Action item A | List every sentence in the opening paragraph of the piece on listening to music.
Action item B | Rewrite the passage of the piece on listening to music between "While listening is" and "forms of listening.", inclusive, replacing "careful" with "attentive".
Action item C | Extend the piece on listening to music by continuing it from the point where it stops.

Text under study |
Segment Open

While listening is certainly crucial to social bonds, my own experience as a careful and engaged listener of music suggests that some of the most crucial listening we do happens as an isolated–and isolating experience–especially when listening involves recorded sound. However, its importance to our individual well being often seems directly inverse to the (lack of) seriousness other people seem to give it. Not my now-wife, of course, but uninterrupted musical listening was not an official part of our vows, either. There is an inherent tension between social and isolated forms of listening.

Sign o’ the Times, still my fave 25 years later.

Segment Closed

(Stored data)
Segment Open

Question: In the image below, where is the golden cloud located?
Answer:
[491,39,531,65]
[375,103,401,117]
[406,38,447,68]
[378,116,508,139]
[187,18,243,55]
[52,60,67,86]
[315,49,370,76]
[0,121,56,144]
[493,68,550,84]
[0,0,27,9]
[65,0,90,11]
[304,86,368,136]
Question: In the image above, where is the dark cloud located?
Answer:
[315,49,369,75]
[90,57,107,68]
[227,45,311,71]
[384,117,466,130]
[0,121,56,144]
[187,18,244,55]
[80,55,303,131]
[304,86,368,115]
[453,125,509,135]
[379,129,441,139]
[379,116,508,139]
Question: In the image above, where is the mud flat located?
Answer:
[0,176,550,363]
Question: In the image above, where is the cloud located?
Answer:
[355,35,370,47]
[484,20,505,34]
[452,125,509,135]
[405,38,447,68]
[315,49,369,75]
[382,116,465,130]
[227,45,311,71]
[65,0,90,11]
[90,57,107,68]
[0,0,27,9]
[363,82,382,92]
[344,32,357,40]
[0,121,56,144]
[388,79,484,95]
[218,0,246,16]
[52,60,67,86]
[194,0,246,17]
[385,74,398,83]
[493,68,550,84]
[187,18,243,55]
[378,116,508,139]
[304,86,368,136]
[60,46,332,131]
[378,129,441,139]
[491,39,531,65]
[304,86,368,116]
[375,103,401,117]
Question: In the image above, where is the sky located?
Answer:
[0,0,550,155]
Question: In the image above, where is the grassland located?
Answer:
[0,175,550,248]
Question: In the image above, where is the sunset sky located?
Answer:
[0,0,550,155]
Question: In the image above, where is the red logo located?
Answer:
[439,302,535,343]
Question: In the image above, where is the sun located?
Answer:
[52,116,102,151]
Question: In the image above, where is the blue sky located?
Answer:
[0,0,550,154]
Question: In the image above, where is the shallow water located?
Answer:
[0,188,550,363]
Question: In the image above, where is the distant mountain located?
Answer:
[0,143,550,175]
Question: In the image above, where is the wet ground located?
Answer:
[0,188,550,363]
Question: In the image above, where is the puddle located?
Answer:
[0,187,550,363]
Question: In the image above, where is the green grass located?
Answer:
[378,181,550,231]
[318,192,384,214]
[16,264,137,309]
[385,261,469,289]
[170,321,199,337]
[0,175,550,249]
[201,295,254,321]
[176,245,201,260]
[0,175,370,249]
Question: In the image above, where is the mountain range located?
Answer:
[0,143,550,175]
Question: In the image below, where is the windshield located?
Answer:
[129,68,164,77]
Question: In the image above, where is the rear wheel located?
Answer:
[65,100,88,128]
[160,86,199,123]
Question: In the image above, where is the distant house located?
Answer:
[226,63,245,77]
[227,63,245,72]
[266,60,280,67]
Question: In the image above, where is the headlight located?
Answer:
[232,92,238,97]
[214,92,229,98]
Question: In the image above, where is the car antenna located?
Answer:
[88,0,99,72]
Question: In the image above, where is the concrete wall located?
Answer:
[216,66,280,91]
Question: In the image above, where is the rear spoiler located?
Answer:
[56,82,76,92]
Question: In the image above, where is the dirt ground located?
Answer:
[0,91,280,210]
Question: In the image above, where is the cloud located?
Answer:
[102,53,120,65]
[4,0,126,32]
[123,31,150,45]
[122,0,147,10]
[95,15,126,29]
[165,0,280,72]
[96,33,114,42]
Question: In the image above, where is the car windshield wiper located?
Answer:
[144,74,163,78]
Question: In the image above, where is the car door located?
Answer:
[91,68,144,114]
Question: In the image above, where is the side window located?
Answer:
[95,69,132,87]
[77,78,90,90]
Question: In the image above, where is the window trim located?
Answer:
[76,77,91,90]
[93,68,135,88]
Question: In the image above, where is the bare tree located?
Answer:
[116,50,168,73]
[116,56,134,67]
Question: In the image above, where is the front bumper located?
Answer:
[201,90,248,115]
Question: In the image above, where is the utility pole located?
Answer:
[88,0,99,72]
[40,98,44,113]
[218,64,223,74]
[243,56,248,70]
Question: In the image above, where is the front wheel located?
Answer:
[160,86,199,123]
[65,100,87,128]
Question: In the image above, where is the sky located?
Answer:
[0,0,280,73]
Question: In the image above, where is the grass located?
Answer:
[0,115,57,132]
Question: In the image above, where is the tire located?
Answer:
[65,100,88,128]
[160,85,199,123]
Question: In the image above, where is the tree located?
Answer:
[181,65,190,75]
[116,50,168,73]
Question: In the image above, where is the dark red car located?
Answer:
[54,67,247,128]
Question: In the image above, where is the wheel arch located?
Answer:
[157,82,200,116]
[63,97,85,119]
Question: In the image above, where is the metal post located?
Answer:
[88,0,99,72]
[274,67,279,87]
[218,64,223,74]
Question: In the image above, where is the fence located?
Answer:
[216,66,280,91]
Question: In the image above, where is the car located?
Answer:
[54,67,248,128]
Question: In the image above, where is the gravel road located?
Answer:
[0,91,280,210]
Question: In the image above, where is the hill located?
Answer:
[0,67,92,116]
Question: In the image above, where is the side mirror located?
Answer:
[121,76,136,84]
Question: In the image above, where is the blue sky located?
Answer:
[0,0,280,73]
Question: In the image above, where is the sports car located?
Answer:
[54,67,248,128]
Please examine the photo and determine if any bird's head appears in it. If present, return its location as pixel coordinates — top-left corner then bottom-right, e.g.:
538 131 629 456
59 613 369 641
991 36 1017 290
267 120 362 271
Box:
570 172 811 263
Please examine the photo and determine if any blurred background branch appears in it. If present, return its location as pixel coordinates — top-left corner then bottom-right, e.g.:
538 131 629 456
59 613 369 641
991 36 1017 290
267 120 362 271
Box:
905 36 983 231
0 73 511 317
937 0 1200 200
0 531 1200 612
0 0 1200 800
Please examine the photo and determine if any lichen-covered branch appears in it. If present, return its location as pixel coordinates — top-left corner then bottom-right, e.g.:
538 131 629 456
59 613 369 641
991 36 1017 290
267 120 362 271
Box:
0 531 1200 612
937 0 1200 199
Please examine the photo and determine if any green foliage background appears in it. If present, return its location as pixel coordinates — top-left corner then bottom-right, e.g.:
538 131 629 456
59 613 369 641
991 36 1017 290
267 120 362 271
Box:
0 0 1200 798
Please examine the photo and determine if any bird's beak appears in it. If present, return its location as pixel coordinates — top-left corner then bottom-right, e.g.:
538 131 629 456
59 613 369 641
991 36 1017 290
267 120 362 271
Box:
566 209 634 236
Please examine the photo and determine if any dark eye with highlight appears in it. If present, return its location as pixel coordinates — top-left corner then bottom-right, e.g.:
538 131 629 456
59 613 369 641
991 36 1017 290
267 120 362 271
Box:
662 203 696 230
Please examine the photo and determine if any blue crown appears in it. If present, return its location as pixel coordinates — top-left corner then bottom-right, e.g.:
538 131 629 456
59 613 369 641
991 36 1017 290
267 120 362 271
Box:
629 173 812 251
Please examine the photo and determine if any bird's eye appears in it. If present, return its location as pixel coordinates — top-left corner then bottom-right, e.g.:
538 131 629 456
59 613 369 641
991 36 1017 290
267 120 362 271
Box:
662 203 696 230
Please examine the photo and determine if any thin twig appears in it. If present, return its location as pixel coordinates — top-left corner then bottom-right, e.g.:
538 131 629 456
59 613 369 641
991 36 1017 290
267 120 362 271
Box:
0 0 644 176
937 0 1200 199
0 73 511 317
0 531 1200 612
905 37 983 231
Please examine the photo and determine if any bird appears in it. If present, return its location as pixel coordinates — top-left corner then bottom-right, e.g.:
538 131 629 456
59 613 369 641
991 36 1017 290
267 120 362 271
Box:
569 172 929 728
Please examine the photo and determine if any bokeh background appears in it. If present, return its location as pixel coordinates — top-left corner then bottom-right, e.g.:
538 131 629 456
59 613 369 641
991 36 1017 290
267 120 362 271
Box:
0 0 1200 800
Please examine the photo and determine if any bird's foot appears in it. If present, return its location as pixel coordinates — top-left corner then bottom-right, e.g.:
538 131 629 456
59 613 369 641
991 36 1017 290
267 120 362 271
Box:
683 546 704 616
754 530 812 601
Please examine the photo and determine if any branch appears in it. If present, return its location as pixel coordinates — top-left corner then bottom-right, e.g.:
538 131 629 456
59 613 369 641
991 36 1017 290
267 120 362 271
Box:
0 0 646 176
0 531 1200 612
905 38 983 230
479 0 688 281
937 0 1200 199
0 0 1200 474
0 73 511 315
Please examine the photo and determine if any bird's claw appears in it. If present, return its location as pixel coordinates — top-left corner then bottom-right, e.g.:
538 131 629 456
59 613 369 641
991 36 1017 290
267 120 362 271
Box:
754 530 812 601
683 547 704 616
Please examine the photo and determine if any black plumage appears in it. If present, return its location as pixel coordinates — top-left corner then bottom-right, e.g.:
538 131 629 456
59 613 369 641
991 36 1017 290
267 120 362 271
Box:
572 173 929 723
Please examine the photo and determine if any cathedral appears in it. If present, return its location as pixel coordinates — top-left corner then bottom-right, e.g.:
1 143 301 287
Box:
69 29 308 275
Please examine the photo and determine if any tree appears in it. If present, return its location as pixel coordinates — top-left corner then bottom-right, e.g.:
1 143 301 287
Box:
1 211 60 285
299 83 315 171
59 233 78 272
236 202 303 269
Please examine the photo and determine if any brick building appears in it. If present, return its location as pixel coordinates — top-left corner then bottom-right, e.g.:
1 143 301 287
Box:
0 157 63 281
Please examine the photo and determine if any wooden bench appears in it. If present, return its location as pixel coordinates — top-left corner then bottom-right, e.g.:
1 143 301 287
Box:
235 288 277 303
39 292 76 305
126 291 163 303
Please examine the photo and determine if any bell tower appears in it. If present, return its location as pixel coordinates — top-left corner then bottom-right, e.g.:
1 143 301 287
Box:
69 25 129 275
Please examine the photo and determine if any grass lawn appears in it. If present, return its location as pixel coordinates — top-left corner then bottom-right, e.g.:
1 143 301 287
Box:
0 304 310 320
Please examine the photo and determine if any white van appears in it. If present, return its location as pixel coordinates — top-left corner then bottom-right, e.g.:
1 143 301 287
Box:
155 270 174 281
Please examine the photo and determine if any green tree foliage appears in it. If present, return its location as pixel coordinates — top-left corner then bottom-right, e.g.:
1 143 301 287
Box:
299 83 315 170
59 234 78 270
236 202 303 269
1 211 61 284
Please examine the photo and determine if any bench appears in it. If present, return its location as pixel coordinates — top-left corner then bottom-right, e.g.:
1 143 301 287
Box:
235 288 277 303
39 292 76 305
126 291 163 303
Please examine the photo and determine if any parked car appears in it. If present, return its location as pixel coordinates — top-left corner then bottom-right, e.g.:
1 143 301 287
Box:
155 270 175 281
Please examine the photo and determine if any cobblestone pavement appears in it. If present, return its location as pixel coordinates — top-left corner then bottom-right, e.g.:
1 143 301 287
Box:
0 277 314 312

Segment Closed

Expected answer A |
- While listening is certainly crucial to social bonds, my own experience as a careful and engaged listener of music suggests that some of the most crucial listening we do happens as an isolated–and isolating experience–especially when listening involves recorded sound.
- However, its importance to our individual well being often seems directly inverse to the (lack of) seriousness other people seem to give it.
- Not my now-wife, of course, but uninterrupted musical listening was not an official part of our vows, either.
- There is an inherent tension between social and isolated forms of listening.

Expected answer B |
While listening is certainly crucial to social bonds, my own experience as a attentive and engaged listener of music suggests that some of the most crucial listening we do happens as an isolated–and isolating experience–especially when listening involves recorded sound. However, its importance to our individual well being often seems directly inverse to the (lack of) seriousness other people seem to give it. Not my now-wife, of course, but uninterrupted musical listening was not an official part of our vows, either. There is an inherent tension between social and isolated forms of listening.

Expected answer C |
As a teenager, for example, whatever my arguments with my mom might have really been about, a frequent instigator of a blow-up was her reaction to my annoyance when she’d interrupt my listening at her whim. I’d be sitting in my room listening in anticipation for what I have often called my favorite recorded human sound–that moment in Prince’s “Adore” on Sign o’ the Times around 2:55 (music nerd correction: on the album version it is actually at 2:48) when Prince makes a little moan before the second time he sings “crucial”–and mom would burst into the room to ask me a question, giving no heed to the stereo. I often responded to this in the same way: “If I were reading or watching TV, you’d say ‘excuse me,’ to get my attention, just like you always taught me a polite person should do. But when it is music you just go ahead and interrupt as if I weren’t doing anything, but I am doing something. I’m listening to music. It’s an activity.” (Of course, you have to imagine that response laden with all the snottiness only a teenager could muster). You would’ve thought she’d understand, since my obsessive love of music was influenced in no small part by her huge collection of salsa records, but my mom’s listening is mostly predicated on embodying the music through dance. This kind of listening is not so much about close attention to the details of the sound, but rather on a visceral reception of its physicality. Again, like listening to speech, the form of listening given to dance commonly reinforces social bonds—between dance partners, among dancers in a crowd, between dancers and DJ or band.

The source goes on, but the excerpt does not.